Work required: Reproduce the listing below line for line, omitting the pictures.

Data extract:
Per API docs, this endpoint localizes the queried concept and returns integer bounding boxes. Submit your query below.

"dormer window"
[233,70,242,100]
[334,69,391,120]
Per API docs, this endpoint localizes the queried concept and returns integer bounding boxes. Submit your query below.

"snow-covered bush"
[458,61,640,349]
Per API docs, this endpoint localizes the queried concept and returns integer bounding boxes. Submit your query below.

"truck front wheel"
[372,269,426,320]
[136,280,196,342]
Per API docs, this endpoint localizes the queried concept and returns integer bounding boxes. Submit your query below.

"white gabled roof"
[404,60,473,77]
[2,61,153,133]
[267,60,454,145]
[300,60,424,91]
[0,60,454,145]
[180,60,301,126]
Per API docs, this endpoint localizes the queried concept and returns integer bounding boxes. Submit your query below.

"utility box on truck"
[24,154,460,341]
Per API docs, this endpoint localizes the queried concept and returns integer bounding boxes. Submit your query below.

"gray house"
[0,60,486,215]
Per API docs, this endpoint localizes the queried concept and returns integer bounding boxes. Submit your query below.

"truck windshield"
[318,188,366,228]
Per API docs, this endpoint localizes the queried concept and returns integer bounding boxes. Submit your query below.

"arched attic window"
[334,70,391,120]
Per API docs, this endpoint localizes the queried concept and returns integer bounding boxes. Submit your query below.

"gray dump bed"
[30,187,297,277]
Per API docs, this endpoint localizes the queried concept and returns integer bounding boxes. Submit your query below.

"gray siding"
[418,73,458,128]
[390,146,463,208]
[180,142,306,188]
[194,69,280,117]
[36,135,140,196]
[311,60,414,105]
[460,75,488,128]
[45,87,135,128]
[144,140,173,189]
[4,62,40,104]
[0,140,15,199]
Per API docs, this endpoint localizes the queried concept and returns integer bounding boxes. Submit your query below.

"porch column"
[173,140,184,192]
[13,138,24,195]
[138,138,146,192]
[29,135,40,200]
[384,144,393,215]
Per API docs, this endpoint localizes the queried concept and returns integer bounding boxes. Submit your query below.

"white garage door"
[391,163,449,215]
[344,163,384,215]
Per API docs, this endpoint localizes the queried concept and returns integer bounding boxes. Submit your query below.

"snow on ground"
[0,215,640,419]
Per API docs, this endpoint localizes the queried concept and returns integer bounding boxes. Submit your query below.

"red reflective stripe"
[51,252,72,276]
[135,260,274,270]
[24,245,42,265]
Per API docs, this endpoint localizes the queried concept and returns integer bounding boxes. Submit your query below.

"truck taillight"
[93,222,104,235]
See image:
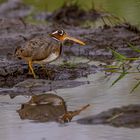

Worked solution:
Per API docs, this endpoint localizes the queried concept and returns integer bounding boxes. Submit your query below.

"dormer window"
[233,70,242,100]
[334,69,391,120]
Per API docs, this endpoint localizes the queried concept and returns integer bounding boxes. Submit your query below.

"snow-covered bush"
[458,61,640,349]
Per API docs, this endpoint localizes the queried concept and returns integer bounding boxes. Submit your query below.

"truck front wheel"
[372,269,426,320]
[136,280,196,342]
Per API docs, this endpoint localizes the queried concept and returns integer bounding boxes. Submit your query below.

"white gabled roof"
[404,60,473,77]
[2,61,153,133]
[267,60,454,145]
[300,60,424,91]
[0,60,454,145]
[180,60,301,126]
Per API docs, this endpoint localizes the queried concept and returns integer bounding boxes. Submit your query below.

"utility box on truck"
[24,154,460,341]
Per API docs, this endpoint localizes the queried concept and returns integer bounding boxes. Submit your query below.

"gray house"
[0,60,486,215]
Per API docs, this endpoint localizes the queried concept and returns integer bounding boxes. Submit your query below.

"truck windshield"
[318,188,366,228]
Per API docs, this endpoint localizes the queried concept and returns integer bounding boxes. Submit your query below.

"arched attic window"
[334,70,391,120]
Per API docs, this endpoint localizes the queried concept and returns integer bounding boxes. Submit your query below.

"gray dump bed"
[30,187,297,277]
Per API docs, this endpoint localizes the queried concept and returns integer bounding boxes. Submit your query below.

"gray siding"
[418,73,458,128]
[390,146,463,208]
[180,142,306,188]
[194,69,280,117]
[36,135,140,196]
[311,60,414,105]
[460,75,488,128]
[45,87,135,128]
[144,140,173,189]
[4,62,40,104]
[0,140,15,199]
Per API docs, this endpoint localizes the queried concept and returns integer bounding boxes. Submit your query below.

"porch column"
[173,140,184,192]
[13,138,24,195]
[138,138,146,192]
[29,135,40,200]
[384,144,393,215]
Per API docs, this endpoint localizes the queried concept and returns integer bounding boxes. Submit your query below.

"white garage door"
[391,163,449,215]
[344,163,384,215]
Per API docs, this endpoint localizes the queried concept and returns integer bounding boxes. Submit your query below.

"snow on ground"
[0,215,640,419]
Per API docs, this endpoint localizes the queried concept and returns integer bounding boxes. Submit your query below.

"red reflective stripe"
[51,252,72,276]
[135,260,274,270]
[24,245,42,265]
Per API docs, this endpoint localizes the queried concept and returns integer bounding boxes. Submit your query below.

"truck taillight"
[93,222,104,235]
See image:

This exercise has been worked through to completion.